» WHAT THIS TASK INVOLVES: Write down each entry again, exactly as it reads.

» Dataset entries:
= = =
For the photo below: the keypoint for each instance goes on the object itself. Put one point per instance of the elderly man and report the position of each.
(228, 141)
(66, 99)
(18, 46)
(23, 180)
= = =
» RESPONSE TO THIS TASK:
For the photo below: the keypoint for each instance goes on the object itself. Put one point per instance of the elderly man and report the position of each.
(228, 141)
(66, 99)
(18, 46)
(23, 180)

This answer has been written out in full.